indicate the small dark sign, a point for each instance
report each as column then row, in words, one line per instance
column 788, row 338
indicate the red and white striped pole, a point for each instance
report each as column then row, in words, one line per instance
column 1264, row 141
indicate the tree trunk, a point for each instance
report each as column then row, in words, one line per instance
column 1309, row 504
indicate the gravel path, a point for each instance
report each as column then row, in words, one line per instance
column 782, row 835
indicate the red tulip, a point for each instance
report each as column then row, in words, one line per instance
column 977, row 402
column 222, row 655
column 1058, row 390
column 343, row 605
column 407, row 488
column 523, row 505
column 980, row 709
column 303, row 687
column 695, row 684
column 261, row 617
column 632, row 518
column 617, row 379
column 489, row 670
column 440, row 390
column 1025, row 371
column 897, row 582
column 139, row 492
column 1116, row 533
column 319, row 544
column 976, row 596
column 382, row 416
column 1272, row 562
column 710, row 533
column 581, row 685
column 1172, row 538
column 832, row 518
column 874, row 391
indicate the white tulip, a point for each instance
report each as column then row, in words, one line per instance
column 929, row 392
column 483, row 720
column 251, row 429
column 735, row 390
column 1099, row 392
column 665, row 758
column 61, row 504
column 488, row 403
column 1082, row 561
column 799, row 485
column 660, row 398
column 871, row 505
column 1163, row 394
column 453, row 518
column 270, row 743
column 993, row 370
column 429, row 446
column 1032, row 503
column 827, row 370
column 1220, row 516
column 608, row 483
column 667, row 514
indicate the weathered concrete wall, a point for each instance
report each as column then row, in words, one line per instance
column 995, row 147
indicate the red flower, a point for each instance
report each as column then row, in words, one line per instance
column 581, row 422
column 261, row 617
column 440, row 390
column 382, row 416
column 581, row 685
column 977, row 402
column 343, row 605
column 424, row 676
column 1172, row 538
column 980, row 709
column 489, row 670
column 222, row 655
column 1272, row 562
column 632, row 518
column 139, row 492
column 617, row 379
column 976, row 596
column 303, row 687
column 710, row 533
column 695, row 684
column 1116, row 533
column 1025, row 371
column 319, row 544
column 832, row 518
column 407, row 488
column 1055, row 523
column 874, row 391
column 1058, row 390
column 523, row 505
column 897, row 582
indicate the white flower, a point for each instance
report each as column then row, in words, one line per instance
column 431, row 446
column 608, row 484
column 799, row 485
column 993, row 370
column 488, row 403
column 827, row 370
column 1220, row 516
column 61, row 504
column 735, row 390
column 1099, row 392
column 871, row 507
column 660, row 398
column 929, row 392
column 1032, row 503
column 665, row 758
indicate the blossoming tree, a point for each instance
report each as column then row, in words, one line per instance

==============================

■ EXERCISE OBJECTIVE ■
Copy the data above in full, character for character.

■ TASK RESPONSE ■
indicate the small dark sign, a point for each instance
report each as column then row, in words, one line per instance
column 788, row 338
indicate the red and white striped pole, a point for each instance
report each as column then row, in words, one line per instance
column 1264, row 141
indicate the tree trunk, a point for each instance
report each as column then row, in words, one line per instance
column 1309, row 504
indicate the gravel path, a point for each instance
report each as column then row, in words, one line per instance
column 782, row 835
indicate the red tulip, a point for each instance
report each as column then row, in words, one line per instance
column 977, row 402
column 222, row 655
column 1058, row 390
column 343, row 605
column 407, row 488
column 523, row 505
column 980, row 709
column 303, row 687
column 695, row 684
column 261, row 617
column 632, row 518
column 617, row 379
column 489, row 670
column 440, row 390
column 1025, row 371
column 897, row 582
column 139, row 492
column 1116, row 533
column 319, row 544
column 976, row 596
column 382, row 416
column 1272, row 562
column 710, row 533
column 581, row 685
column 1172, row 538
column 832, row 518
column 874, row 391
indicate the white tulip, a point for each instance
report each as column then row, in words, one line per instance
column 929, row 392
column 483, row 720
column 251, row 429
column 735, row 390
column 1099, row 392
column 665, row 758
column 61, row 504
column 488, row 403
column 1082, row 561
column 799, row 485
column 660, row 398
column 871, row 505
column 1163, row 394
column 453, row 518
column 270, row 743
column 993, row 370
column 429, row 446
column 1032, row 503
column 827, row 370
column 1220, row 516
column 608, row 483
column 667, row 514
indicate the weathered concrete wall, a point for each instance
report each as column then row, in words, one line per instance
column 995, row 147
indicate the red flower, a point for each instance
report each as column then row, in words, one line per instance
column 581, row 422
column 261, row 617
column 440, row 390
column 382, row 416
column 581, row 685
column 977, row 402
column 343, row 605
column 424, row 676
column 1172, row 538
column 980, row 709
column 489, row 670
column 222, row 655
column 1272, row 562
column 632, row 518
column 139, row 492
column 617, row 379
column 976, row 596
column 303, row 687
column 710, row 533
column 695, row 684
column 1116, row 533
column 1025, row 371
column 319, row 544
column 832, row 518
column 407, row 488
column 1055, row 523
column 874, row 391
column 1058, row 390
column 523, row 505
column 897, row 582
indicate the white flower, a point for each instance
report each as column then row, in words, one line per instance
column 431, row 446
column 608, row 484
column 799, row 485
column 993, row 370
column 488, row 403
column 827, row 370
column 1220, row 516
column 61, row 504
column 735, row 390
column 1099, row 392
column 871, row 507
column 660, row 398
column 929, row 392
column 1032, row 503
column 665, row 758
indicate the blossoming tree, a point for each instance
report each as column then row, in words, one line per instance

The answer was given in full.